**The task**
Can you copy out every entry below verbatim, leaving the pictures out?

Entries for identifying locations
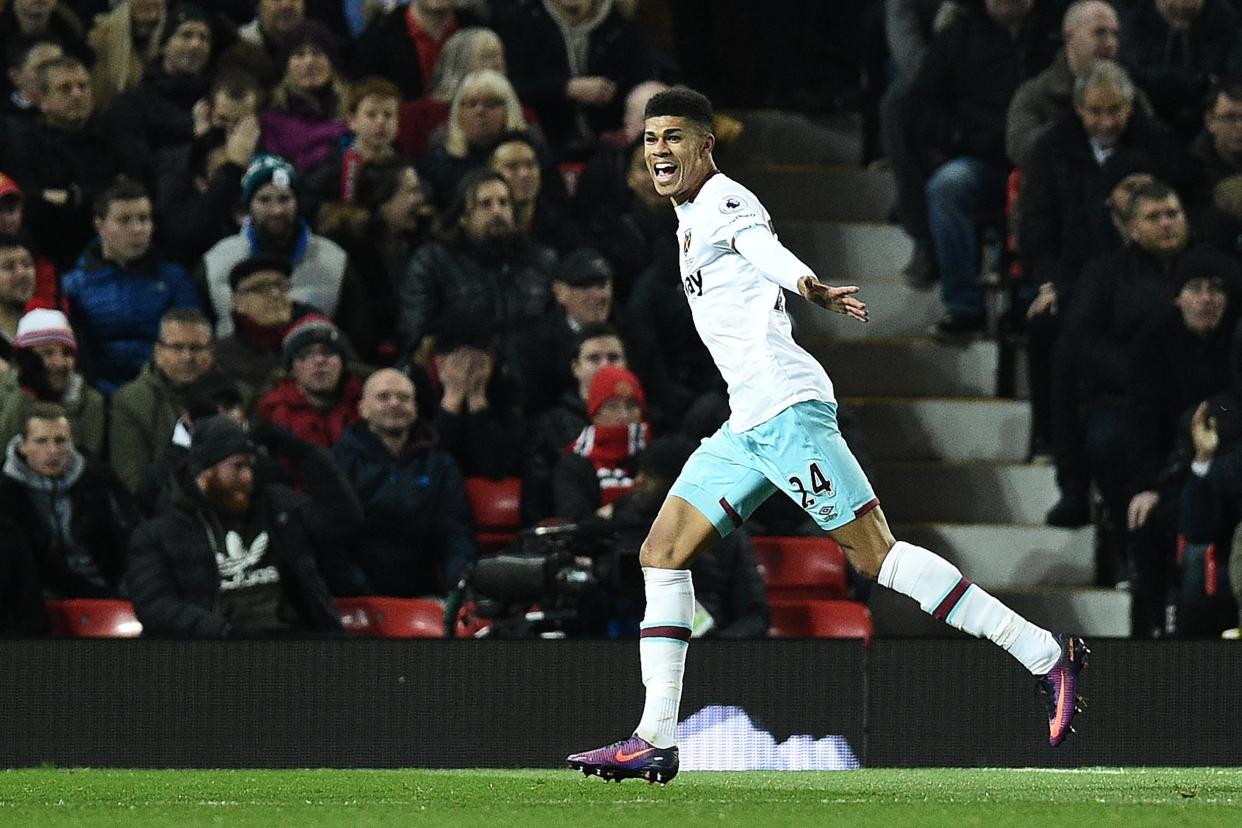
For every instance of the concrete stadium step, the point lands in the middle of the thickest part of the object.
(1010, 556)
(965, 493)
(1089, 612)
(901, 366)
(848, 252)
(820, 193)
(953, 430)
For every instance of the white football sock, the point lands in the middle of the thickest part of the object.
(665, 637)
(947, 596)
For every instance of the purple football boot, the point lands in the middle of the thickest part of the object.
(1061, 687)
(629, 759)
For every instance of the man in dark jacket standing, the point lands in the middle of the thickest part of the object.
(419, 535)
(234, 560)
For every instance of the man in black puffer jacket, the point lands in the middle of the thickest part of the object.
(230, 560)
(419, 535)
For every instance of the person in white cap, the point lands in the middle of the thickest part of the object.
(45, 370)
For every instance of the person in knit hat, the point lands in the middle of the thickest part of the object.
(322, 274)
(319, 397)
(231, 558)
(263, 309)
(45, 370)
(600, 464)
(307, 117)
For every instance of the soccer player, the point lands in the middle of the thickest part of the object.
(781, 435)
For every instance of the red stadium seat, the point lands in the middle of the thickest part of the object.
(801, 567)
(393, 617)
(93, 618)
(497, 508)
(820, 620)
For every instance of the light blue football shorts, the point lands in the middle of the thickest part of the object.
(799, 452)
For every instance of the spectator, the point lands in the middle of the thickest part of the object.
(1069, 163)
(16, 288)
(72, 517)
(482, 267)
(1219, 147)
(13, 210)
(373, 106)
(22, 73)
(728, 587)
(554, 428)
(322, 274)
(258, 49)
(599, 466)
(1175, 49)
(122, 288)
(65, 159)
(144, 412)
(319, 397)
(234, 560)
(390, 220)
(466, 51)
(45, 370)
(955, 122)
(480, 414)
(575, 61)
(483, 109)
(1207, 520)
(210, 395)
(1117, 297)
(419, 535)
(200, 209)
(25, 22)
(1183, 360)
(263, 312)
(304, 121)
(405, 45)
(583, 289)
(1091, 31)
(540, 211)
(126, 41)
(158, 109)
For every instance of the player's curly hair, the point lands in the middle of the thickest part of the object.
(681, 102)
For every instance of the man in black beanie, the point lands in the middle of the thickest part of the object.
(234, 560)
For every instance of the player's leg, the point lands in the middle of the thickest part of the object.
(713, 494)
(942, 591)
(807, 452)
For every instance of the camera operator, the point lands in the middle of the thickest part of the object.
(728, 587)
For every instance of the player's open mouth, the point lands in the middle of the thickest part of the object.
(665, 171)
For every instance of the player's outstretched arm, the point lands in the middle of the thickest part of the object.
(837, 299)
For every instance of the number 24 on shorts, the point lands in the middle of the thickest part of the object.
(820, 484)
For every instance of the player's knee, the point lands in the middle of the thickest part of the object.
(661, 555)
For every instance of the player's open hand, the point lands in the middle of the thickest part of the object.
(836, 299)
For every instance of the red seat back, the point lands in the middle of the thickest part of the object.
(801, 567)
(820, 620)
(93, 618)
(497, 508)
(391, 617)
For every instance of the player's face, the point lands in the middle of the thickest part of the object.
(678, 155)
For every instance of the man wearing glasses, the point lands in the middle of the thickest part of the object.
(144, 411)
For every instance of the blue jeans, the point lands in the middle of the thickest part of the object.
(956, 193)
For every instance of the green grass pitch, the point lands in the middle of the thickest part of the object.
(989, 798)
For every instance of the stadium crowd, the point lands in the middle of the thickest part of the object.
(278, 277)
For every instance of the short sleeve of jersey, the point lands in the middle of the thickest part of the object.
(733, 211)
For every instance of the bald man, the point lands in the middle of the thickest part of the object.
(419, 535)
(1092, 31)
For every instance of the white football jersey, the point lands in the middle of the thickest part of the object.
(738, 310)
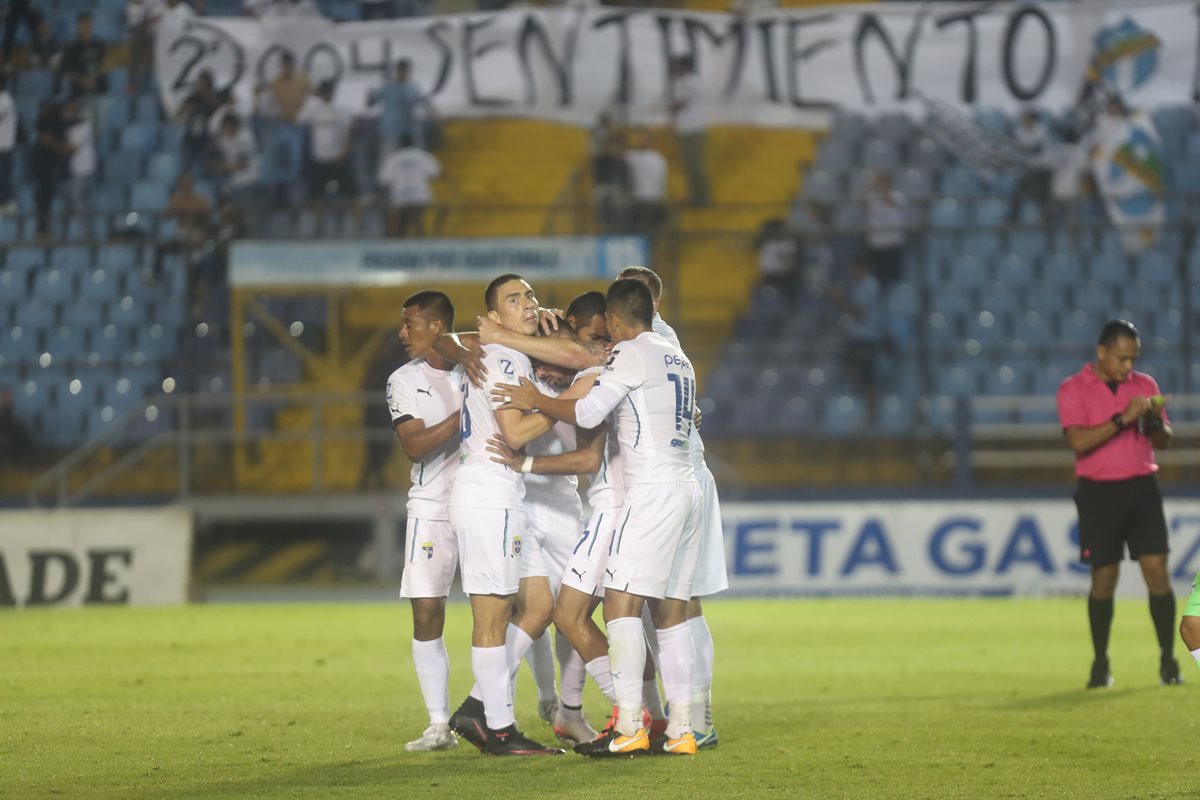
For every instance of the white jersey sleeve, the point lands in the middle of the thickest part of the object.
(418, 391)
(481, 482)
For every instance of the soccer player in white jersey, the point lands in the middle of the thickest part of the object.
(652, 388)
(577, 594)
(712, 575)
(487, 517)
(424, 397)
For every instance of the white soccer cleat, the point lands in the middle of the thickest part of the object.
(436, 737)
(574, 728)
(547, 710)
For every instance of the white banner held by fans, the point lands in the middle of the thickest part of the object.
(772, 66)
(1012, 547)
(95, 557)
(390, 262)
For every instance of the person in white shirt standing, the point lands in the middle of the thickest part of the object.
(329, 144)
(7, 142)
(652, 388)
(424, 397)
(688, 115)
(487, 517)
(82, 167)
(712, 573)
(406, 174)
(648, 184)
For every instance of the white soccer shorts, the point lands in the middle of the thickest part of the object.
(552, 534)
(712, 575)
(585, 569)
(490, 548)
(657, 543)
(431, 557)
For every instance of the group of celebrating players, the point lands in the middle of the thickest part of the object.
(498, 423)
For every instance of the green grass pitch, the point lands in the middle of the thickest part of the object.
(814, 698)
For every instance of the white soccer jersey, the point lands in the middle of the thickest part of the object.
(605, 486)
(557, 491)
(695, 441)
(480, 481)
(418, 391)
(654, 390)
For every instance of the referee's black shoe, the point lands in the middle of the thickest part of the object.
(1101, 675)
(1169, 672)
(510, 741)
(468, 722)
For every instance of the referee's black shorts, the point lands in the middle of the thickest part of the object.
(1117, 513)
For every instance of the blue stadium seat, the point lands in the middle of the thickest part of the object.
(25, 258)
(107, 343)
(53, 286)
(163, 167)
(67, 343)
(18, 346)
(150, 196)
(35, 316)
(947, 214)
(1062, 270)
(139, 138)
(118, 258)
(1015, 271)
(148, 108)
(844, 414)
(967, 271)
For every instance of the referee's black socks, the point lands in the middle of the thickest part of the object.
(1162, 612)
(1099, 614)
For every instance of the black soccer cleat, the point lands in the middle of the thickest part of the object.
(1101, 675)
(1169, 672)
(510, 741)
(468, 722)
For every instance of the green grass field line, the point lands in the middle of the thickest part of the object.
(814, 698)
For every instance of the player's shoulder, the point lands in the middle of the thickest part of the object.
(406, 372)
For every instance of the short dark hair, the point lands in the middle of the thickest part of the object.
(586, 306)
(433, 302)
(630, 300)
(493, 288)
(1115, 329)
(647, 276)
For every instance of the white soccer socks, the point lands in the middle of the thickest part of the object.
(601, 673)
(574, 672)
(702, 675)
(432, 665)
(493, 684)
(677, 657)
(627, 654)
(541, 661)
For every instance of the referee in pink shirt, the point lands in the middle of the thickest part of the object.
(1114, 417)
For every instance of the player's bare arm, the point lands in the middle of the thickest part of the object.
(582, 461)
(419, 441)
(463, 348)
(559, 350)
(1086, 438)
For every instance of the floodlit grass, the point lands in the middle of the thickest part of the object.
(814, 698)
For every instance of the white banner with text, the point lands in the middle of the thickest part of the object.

**Answer to the problem**
For every instance of the concrete stadium step, the point lands in the middle of the thickest part of the object.
(1010, 556)
(965, 493)
(1089, 612)
(901, 366)
(848, 252)
(820, 193)
(953, 430)
For every instance of the white football sock, the point lands in the middle of the thickest part of the object.
(665, 637)
(947, 596)
For every instance of the purple football boot, the point lands in the middle of the thickest part of the object.
(1061, 687)
(629, 759)
For every instance of the man in dark jacket standing, the point lands in the middle of the thickest part of the object.
(419, 535)
(234, 560)
For every instance of the man in black puffer jacket, the point lands in the middle of the thickest part of the object.
(230, 560)
(419, 535)
For every instance of the person in white cap, the point lands in the middle of the thickest part of the object.
(45, 370)
For every instance of the person in knit hat, the point lands in the middle of the thickest part of the object.
(322, 274)
(319, 397)
(231, 558)
(263, 309)
(45, 370)
(600, 464)
(307, 117)
For every instance of the soccer player, the point lands in the middle of the thickest part of the object.
(781, 435)
For every instance of the red stadium seat, the point lands in the middle of the thickest part of the object.
(801, 567)
(393, 617)
(93, 618)
(497, 508)
(820, 620)
For every instance of the light blue football shorts, the point lands in the middle of the thickest part of the object.
(799, 452)
For every instance of the spectator, the point lands in the middle of the thickest part of the object.
(1069, 163)
(16, 288)
(72, 517)
(482, 267)
(1219, 147)
(13, 210)
(373, 106)
(22, 73)
(728, 587)
(554, 428)
(322, 274)
(258, 49)
(599, 466)
(1175, 49)
(122, 288)
(65, 159)
(144, 412)
(319, 397)
(234, 560)
(390, 220)
(466, 51)
(45, 370)
(955, 122)
(480, 414)
(575, 61)
(483, 109)
(1207, 520)
(210, 395)
(1117, 297)
(419, 535)
(200, 209)
(25, 22)
(1183, 360)
(263, 312)
(304, 121)
(405, 45)
(583, 289)
(1091, 31)
(540, 211)
(126, 41)
(158, 109)
For every instance of the player's curly hair, the point lands in the middle of the thickest part of the object.
(681, 102)
For every instance of the man in black beanie, the point lands in the middle of the thickest part of the object.
(234, 560)
For every instance of the player's leg, the point lands in the middle of the thickest part of the object.
(713, 494)
(942, 591)
(807, 452)
For every instance of the camera operator, the point lands in the middle of the thickest part of the object.
(728, 587)
For every instance of the player's open mouth, the point lands in the middle of the thickest part of the object.
(665, 171)
For every instance of the player's outstretched arm, the point lands in the middle of the thickest part of the object.
(837, 299)
For every instance of the number 24 on shorts, the point lands in the middle of the thickest part of the object.
(820, 484)
For every instance of the player's knee, the point lands in the middle of the thickest part of the object.
(661, 555)
For every instance of the player's open hand, the point lands in the middle of the thickest part of the object.
(836, 299)
For every instance of the red seat back, the point lands in the middle of the thickest part of the object.
(801, 567)
(820, 620)
(93, 618)
(497, 508)
(391, 617)
For every instance of the player's face, the point lands in the middle of the thickest part of the object.
(678, 155)
For every instance of the man wearing glasses, the point lands in the middle of the thickest part of the object.
(144, 411)
For every instance of the blue jeans, the point lands in the middle of the thickest part of the object.
(956, 193)
For every instance of the green grass pitch, the point lands in the middle of the thickest part of the object.
(989, 798)
For every instance of the stadium crowd, the point lands in the middle of the thickest part of the object.
(278, 277)
For every instance of the short sleeve of jersey, the point lands in the middle of the thickest part of the object.
(733, 211)
For every instance of the bald man, the point lands in the middle of the thickest part of the object.
(419, 535)
(1092, 31)
For every instance of the white football jersey, the point lands in the middle of the thickest part of the object.
(738, 310)
For every instance of the white jersey sleeve, the point lands in the middle of the thickest part of the object.
(418, 391)
(481, 482)
For every instance of the soccer player in white jersey, the point lands in the middle of the thickest part of the object.
(652, 388)
(577, 594)
(712, 575)
(487, 517)
(424, 397)
For every instance of the white soccer cleat, the point lands in the middle of the thickest part of the object.
(436, 737)
(574, 728)
(547, 710)
For every instance of the white banner held by fans, the point lands in the middle of the thickest part of the object.
(772, 66)
(1012, 547)
(95, 557)
(390, 262)
For every instance of the person in white shirt standing, the point lands in the middle of the thickest part of the object.
(329, 144)
(7, 142)
(652, 388)
(424, 397)
(688, 115)
(487, 517)
(82, 167)
(712, 573)
(406, 174)
(648, 184)
For every instance of the white soccer shorts, the point lands in the middle of the thickest part of the object.
(552, 534)
(712, 575)
(585, 569)
(490, 548)
(657, 543)
(431, 557)
For every instance of the group of celebrating players, the point lands in the middle of the thickest part of the object.
(498, 423)
For every instance of the green grass pitch, the point lands in the middle of the thickest part of the object.
(814, 698)
For every instance of the white soccer jersey, the point lands in the middle of the thickest part of the object.
(605, 486)
(557, 491)
(695, 441)
(480, 481)
(418, 391)
(654, 390)
For every instance of the referee's black shoe, the point lands in the middle of the thickest part of the object.
(1101, 675)
(1169, 672)
(510, 741)
(468, 722)
For every instance of the referee's black shorts, the point lands in the middle of the thickest part of the object.
(1117, 513)
For every instance of the blue stadium seat, the point lands in the middle of the thickest part of the object.
(25, 258)
(107, 343)
(53, 286)
(163, 167)
(67, 343)
(18, 346)
(150, 196)
(35, 316)
(947, 214)
(1062, 270)
(139, 138)
(118, 258)
(1015, 271)
(148, 108)
(844, 414)
(967, 271)
For every instance of the referee's black socks, the point lands in the middle of the thickest part of the object.
(1162, 612)
(1099, 614)
For every instance of the black soccer cleat, the point lands in the middle of the thickest part of the object.
(1101, 675)
(1169, 672)
(510, 741)
(468, 722)
For every instance of the green grass field line, the point lands in the middle of the thickest part of the object.
(814, 698)
For every instance of the player's shoulder, the point lands in the middle of the thickest part of the object.
(406, 372)
For every instance of the short dark hair, the point lands in the middle of the thickest part of the object.
(586, 306)
(433, 302)
(630, 300)
(493, 288)
(1115, 329)
(647, 276)
For every instance of the white soccer socks, the point lands in the middle of the thickest part of the object.
(601, 673)
(574, 672)
(702, 675)
(432, 665)
(493, 684)
(677, 657)
(627, 654)
(541, 661)
For every instance of the referee in pink shirt, the point lands in the middle of the thickest part of the object.
(1114, 417)
For every instance of the player's bare arm, the point lands in the middle of the thickest part of the object.
(582, 461)
(419, 441)
(463, 348)
(559, 350)
(1086, 438)
For every instance of the floodlit grass, the point lands in the middle of the thickest part of the object.
(814, 698)
For every instance of the white banner with text, the point lands in the middle of the thickest part of the object.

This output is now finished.